• ASSIGNMENT:
Filter the entries below, keeping every line that has the word "before".

• DATA EXTRACTS:
▽

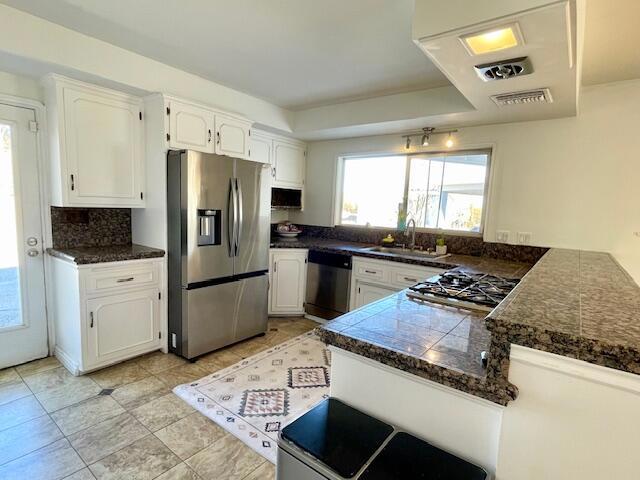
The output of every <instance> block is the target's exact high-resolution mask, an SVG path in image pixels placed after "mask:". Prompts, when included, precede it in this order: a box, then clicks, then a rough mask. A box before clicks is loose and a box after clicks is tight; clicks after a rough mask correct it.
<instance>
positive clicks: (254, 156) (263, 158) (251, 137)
mask: <svg viewBox="0 0 640 480" xmlns="http://www.w3.org/2000/svg"><path fill="white" fill-rule="evenodd" d="M272 143H273V142H272V140H271V139H270V138H269V137H266V136H264V135H260V134H259V133H257V132H256V131H255V130H252V131H251V136H250V137H249V160H253V161H254V162H260V163H266V164H269V165H270V164H271V147H272Z"/></svg>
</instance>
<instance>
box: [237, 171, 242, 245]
mask: <svg viewBox="0 0 640 480" xmlns="http://www.w3.org/2000/svg"><path fill="white" fill-rule="evenodd" d="M236 202H237V205H238V217H237V218H238V222H237V223H238V225H237V233H236V257H237V256H238V252H239V251H240V239H241V238H242V226H243V225H242V224H243V220H244V219H243V214H242V184H241V183H240V179H239V178H236Z"/></svg>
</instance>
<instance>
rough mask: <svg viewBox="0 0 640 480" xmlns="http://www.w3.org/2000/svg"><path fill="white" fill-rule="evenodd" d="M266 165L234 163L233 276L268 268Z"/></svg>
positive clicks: (240, 162) (241, 162)
mask: <svg viewBox="0 0 640 480" xmlns="http://www.w3.org/2000/svg"><path fill="white" fill-rule="evenodd" d="M268 173H269V166H268V165H264V164H261V163H257V162H250V161H248V160H240V159H237V160H236V175H235V177H236V178H235V181H236V192H237V198H238V201H237V203H238V238H237V247H238V248H237V256H236V258H235V274H236V275H242V274H244V273H251V272H258V271H262V270H267V269H268V268H269V235H270V231H269V230H270V226H271V182H270V177H269V175H268Z"/></svg>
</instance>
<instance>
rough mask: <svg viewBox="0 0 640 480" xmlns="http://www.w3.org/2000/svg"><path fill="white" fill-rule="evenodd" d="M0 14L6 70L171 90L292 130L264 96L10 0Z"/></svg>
mask: <svg viewBox="0 0 640 480" xmlns="http://www.w3.org/2000/svg"><path fill="white" fill-rule="evenodd" d="M0 18H1V19H2V28H0V69H2V70H11V71H23V72H28V73H33V74H34V75H41V74H43V73H47V72H51V71H54V72H58V73H63V74H67V75H69V76H72V77H74V78H78V79H80V80H86V81H89V82H92V83H103V84H105V85H106V86H115V85H122V86H128V87H131V88H134V89H138V90H140V91H142V92H162V93H170V94H174V95H178V96H181V97H184V98H188V99H191V100H196V101H200V102H204V103H207V104H209V105H212V106H215V107H219V108H222V109H225V110H228V111H231V112H235V113H239V114H242V115H244V116H246V117H248V118H250V119H251V120H254V121H256V122H259V123H261V124H264V125H268V126H270V127H272V128H277V129H281V130H284V131H288V130H290V127H291V123H292V120H291V118H292V113H291V112H289V111H288V110H285V109H282V108H280V107H277V106H275V105H273V104H271V103H269V102H266V101H264V100H261V99H258V98H256V97H252V96H250V95H247V94H245V93H242V92H239V91H237V90H233V89H231V88H228V87H225V86H222V85H220V84H217V83H214V82H211V81H208V80H205V79H204V78H202V77H199V76H197V75H193V74H190V73H187V72H185V71H182V70H179V69H177V68H173V67H170V66H168V65H165V64H163V63H160V62H157V61H155V60H152V59H150V58H147V57H144V56H142V55H138V54H136V53H133V52H130V51H128V50H124V49H122V48H119V47H116V46H114V45H111V44H109V43H106V42H103V41H101V40H97V39H95V38H92V37H89V36H87V35H83V34H81V33H78V32H75V31H73V30H69V29H67V28H64V27H61V26H60V25H56V24H54V23H51V22H48V21H46V20H43V19H41V18H38V17H35V16H33V15H29V14H27V13H24V12H21V11H19V10H16V9H13V8H11V7H7V6H6V5H1V4H0ZM176 34H179V33H178V32H177V31H176V32H167V35H176ZM212 61H215V59H212Z"/></svg>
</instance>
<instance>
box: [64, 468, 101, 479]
mask: <svg viewBox="0 0 640 480" xmlns="http://www.w3.org/2000/svg"><path fill="white" fill-rule="evenodd" d="M95 478H96V477H94V476H93V473H91V470H89V469H88V468H83V469H82V470H78V471H77V472H76V473H74V474H72V475H69V476H68V477H64V478H63V479H62V480H95Z"/></svg>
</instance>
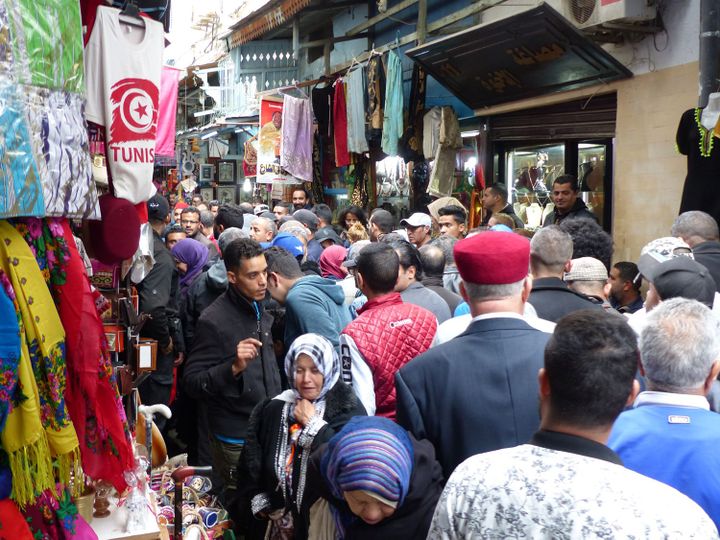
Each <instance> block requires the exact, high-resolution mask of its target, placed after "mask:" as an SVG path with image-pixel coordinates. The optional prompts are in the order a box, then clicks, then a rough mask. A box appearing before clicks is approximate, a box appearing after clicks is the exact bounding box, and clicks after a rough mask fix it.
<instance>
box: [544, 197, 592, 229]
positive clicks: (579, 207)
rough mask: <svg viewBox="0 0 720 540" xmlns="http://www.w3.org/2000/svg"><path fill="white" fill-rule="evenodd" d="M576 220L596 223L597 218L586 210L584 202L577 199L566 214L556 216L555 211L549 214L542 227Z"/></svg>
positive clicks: (591, 212)
mask: <svg viewBox="0 0 720 540" xmlns="http://www.w3.org/2000/svg"><path fill="white" fill-rule="evenodd" d="M577 218H586V219H592V220H593V221H594V222H595V223H597V222H598V221H597V217H595V214H593V213H592V212H591V211H590V210H588V207H587V206H586V205H585V202H584V201H583V200H582V199H577V200H576V201H575V204H574V205H573V207H572V208H571V209H570V210H569V211H568V212H567V213H566V214H558V213H557V211H555V210H553V211H552V212H550V213H549V214H548V215H547V217H546V218H545V221H544V222H543V227H544V226H547V225H560V222H562V221H565V220H566V219H577Z"/></svg>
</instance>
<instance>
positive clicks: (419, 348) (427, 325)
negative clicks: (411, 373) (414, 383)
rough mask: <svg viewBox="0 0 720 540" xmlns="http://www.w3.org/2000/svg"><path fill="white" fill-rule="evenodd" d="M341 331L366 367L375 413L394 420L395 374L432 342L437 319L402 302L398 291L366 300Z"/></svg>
mask: <svg viewBox="0 0 720 540" xmlns="http://www.w3.org/2000/svg"><path fill="white" fill-rule="evenodd" d="M358 314H359V315H358V318H357V319H355V320H354V321H352V322H351V323H350V324H349V325H347V326H346V327H345V329H344V330H343V331H342V333H343V334H346V335H348V336H350V337H351V338H352V339H353V341H354V342H355V345H357V348H358V350H359V351H360V354H361V355H362V356H363V358H364V359H365V362H367V364H368V366H370V370H371V371H372V374H373V383H374V385H375V406H376V407H377V410H376V411H375V414H376V415H377V416H384V417H386V418H389V419H390V420H395V403H396V397H395V373H397V371H398V370H399V369H400V368H401V367H403V366H404V365H405V364H407V363H408V362H409V361H410V360H412V359H413V358H415V357H416V356H418V355H420V354H422V353H424V352H425V351H427V350H428V349H429V348H430V345H432V342H433V339H435V333H436V332H437V319H436V318H435V315H433V314H432V313H430V312H429V311H428V310H426V309H424V308H421V307H420V306H417V305H415V304H406V303H403V301H402V298H401V297H400V294H399V293H395V292H394V293H390V294H386V295H383V296H380V297H378V298H373V299H372V300H369V301H368V302H367V303H366V304H365V305H364V306H363V307H362V308H361V309H360V310H358Z"/></svg>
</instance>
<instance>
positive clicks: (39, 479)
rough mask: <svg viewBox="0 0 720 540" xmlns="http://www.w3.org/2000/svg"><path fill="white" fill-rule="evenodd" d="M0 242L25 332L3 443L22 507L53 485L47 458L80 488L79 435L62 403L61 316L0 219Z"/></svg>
mask: <svg viewBox="0 0 720 540" xmlns="http://www.w3.org/2000/svg"><path fill="white" fill-rule="evenodd" d="M0 238H2V239H3V241H2V242H0V269H2V270H3V271H4V272H5V274H6V275H7V277H8V278H9V281H10V284H11V285H12V289H13V291H14V293H15V301H16V304H17V307H18V313H19V314H20V317H21V319H22V328H21V331H23V330H24V340H21V347H22V349H21V358H20V367H19V384H20V388H21V392H22V395H23V397H24V398H25V399H23V401H22V402H21V403H20V404H19V406H17V407H15V408H14V409H13V410H12V411H11V412H10V415H9V416H8V419H7V422H6V424H5V429H4V430H3V432H2V445H3V448H4V449H5V450H6V451H7V453H8V455H9V460H10V468H11V470H12V472H13V499H14V500H15V501H16V502H17V503H18V504H19V505H20V506H24V505H25V504H27V503H28V502H31V501H32V500H33V496H34V494H35V493H36V491H39V490H42V489H46V488H48V487H52V486H53V485H54V480H53V470H52V465H51V466H50V467H48V461H49V460H50V455H51V454H52V455H53V456H55V457H56V463H55V465H56V466H57V468H58V477H59V480H60V481H61V482H63V483H65V484H69V481H70V478H71V476H73V475H74V477H75V484H74V485H75V486H76V488H77V489H79V490H82V487H83V482H82V471H81V469H80V459H79V448H78V439H77V434H76V433H75V428H74V426H73V424H72V421H71V420H70V417H69V415H68V411H67V407H66V404H65V381H66V367H65V334H64V331H63V327H62V323H61V322H60V317H59V316H58V313H57V309H56V308H55V304H54V303H53V299H52V296H51V295H50V291H49V290H48V288H47V285H46V284H45V280H44V278H43V273H42V271H41V269H40V268H38V263H37V261H36V260H35V257H34V255H33V252H32V251H31V250H30V248H29V247H28V245H27V243H26V242H25V240H24V239H23V237H22V236H21V235H20V233H19V232H18V231H16V230H15V228H14V227H13V226H12V225H10V224H9V223H8V222H6V221H0ZM38 421H39V425H38ZM43 430H44V431H43ZM48 484H49V485H48Z"/></svg>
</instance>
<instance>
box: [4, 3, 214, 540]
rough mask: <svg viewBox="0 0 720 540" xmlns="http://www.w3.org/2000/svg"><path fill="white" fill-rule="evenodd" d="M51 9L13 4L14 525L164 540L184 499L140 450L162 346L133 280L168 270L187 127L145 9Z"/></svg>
mask: <svg viewBox="0 0 720 540" xmlns="http://www.w3.org/2000/svg"><path fill="white" fill-rule="evenodd" d="M41 4H42V5H39V4H38V3H37V2H30V1H28V0H0V96H2V99H0V125H2V130H0V239H2V241H1V242H0V311H1V313H0V527H1V528H2V531H3V533H2V536H3V537H4V538H13V539H22V540H25V539H63V538H83V539H85V538H156V537H160V535H161V532H162V528H161V527H159V525H158V522H159V520H158V518H157V514H158V512H159V510H158V509H162V508H163V505H164V506H165V507H170V508H171V507H172V504H171V503H170V502H169V495H168V492H171V491H172V490H170V489H167V486H166V489H165V492H166V493H165V495H166V496H165V499H163V498H162V497H158V496H156V495H154V494H153V492H152V489H151V488H152V487H154V486H153V484H152V482H149V478H150V477H149V475H148V472H149V468H148V461H149V458H148V456H151V455H152V453H148V452H147V449H146V448H143V445H138V444H136V443H135V438H136V437H135V435H136V433H135V432H136V431H143V433H145V428H146V427H147V423H146V422H145V420H143V416H142V415H141V416H140V418H141V422H137V424H138V425H136V417H135V414H137V407H136V402H135V400H134V399H133V397H134V392H133V391H132V389H133V387H134V386H136V385H137V382H138V380H139V374H140V373H142V372H143V370H150V369H152V367H153V347H154V346H156V344H153V343H148V342H143V341H141V340H140V339H139V337H138V328H139V325H140V324H141V321H140V320H139V319H140V318H139V317H138V312H137V300H136V299H137V296H136V295H135V294H133V288H132V286H133V283H137V282H138V281H139V280H141V279H142V277H143V276H144V275H146V274H147V272H149V270H150V268H152V264H153V259H152V249H151V246H152V233H151V232H150V231H149V228H148V224H147V213H146V201H147V200H148V199H149V198H150V197H151V196H152V195H153V194H154V193H155V192H156V187H155V185H154V184H153V164H154V161H155V156H156V155H157V153H158V152H159V150H158V147H157V145H158V144H159V143H161V142H162V141H161V140H160V138H159V137H160V133H161V132H162V129H161V126H163V124H164V122H165V121H167V119H168V118H169V117H170V116H172V120H173V123H174V116H175V111H174V110H170V109H166V108H165V107H164V103H163V101H162V100H163V99H164V98H163V97H162V96H163V93H162V85H161V72H162V51H163V47H164V45H163V37H164V34H163V27H162V24H160V23H159V22H156V21H155V20H153V19H151V18H145V17H142V18H141V17H140V16H139V13H138V12H137V11H136V10H134V9H133V3H132V2H128V3H127V7H126V8H125V9H124V10H123V11H121V10H119V9H115V8H111V7H109V6H106V5H99V4H104V3H103V2H92V1H90V0H88V1H83V2H78V0H43V2H42V3H41ZM90 13H92V17H88V15H89V14H90ZM83 23H85V24H84V25H83ZM84 29H85V32H84V31H83V30H84ZM84 41H85V42H86V43H87V44H86V46H85V49H84V51H83V44H84ZM119 51H122V54H118V52H119ZM168 115H169V116H168ZM166 127H167V126H166ZM170 132H171V133H174V126H173V127H172V129H170ZM170 144H171V145H174V141H173V142H171V143H170ZM91 156H92V157H91ZM93 273H94V276H93ZM90 276H93V281H92V282H91V280H90ZM120 379H123V380H122V383H121V380H120ZM121 392H122V393H123V394H127V397H125V399H124V400H123V397H122V396H121ZM151 416H152V415H151V414H150V412H148V413H146V414H145V417H150V418H151ZM150 427H151V428H152V425H151V424H150ZM138 428H139V429H138ZM146 438H147V437H146ZM141 440H146V439H143V438H142V437H141ZM150 440H152V439H151V438H150ZM158 444H160V443H159V442H158ZM162 462H164V459H163V460H161V463H160V464H162ZM164 467H165V469H166V470H169V469H168V465H167V464H164ZM159 475H160V478H162V471H159ZM157 476H158V475H157V474H156V477H157ZM156 483H158V482H156ZM160 484H162V483H160ZM158 487H159V486H158ZM181 488H182V486H181ZM199 500H200V496H199V495H198V496H197V497H196V503H197V502H198V501H199ZM180 501H182V497H181V498H180ZM202 505H203V506H207V507H210V506H212V501H206V502H205V503H202ZM168 514H169V517H168ZM194 514H195V517H192V516H191V518H190V520H189V521H188V522H187V527H191V526H192V525H193V523H196V524H197V523H201V522H202V521H203V518H202V517H201V516H200V513H199V512H197V511H195V513H194ZM214 516H215V518H217V517H218V514H217V513H215V515H214ZM164 519H165V523H168V522H170V523H172V520H173V514H172V513H169V512H165V518H164ZM215 521H217V519H215ZM182 529H183V527H179V528H178V533H180V532H182ZM216 537H217V536H216Z"/></svg>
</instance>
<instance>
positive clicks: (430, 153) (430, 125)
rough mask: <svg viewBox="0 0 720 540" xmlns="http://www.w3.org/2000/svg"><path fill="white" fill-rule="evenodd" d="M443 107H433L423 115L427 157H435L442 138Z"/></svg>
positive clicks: (424, 147)
mask: <svg viewBox="0 0 720 540" xmlns="http://www.w3.org/2000/svg"><path fill="white" fill-rule="evenodd" d="M441 118H442V109H441V108H440V107H433V108H432V109H430V110H429V111H428V112H426V113H425V116H423V155H424V156H425V159H427V160H431V159H435V154H437V147H438V142H439V140H440V120H441Z"/></svg>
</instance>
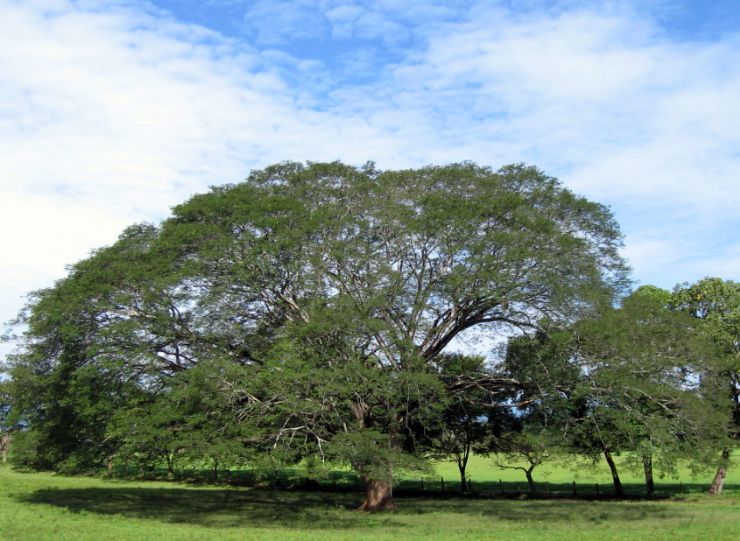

△

• EXERCISE RESPONSE:
The output of every <instance> block is the target's exact high-resolution mask, an SVG path in image pixels placed after "mask:". Prompts, when included, precede it in this order: a box, then clicks, then a rough mask. A box before clicks is loose and a box after clicks is tight; clicks after a rough mask correct it.
Each <instance> block requires the exact, high-resolution mask of its target, placed after "mask:" as an SVG path with image-pixel coordinates. The optional prompts are in the order a box, then clicks, then a rough mask. A box appearing before clicks is approximate, a box appearing after clicks is the exact bounding box, and clicks after a rough mask fix it.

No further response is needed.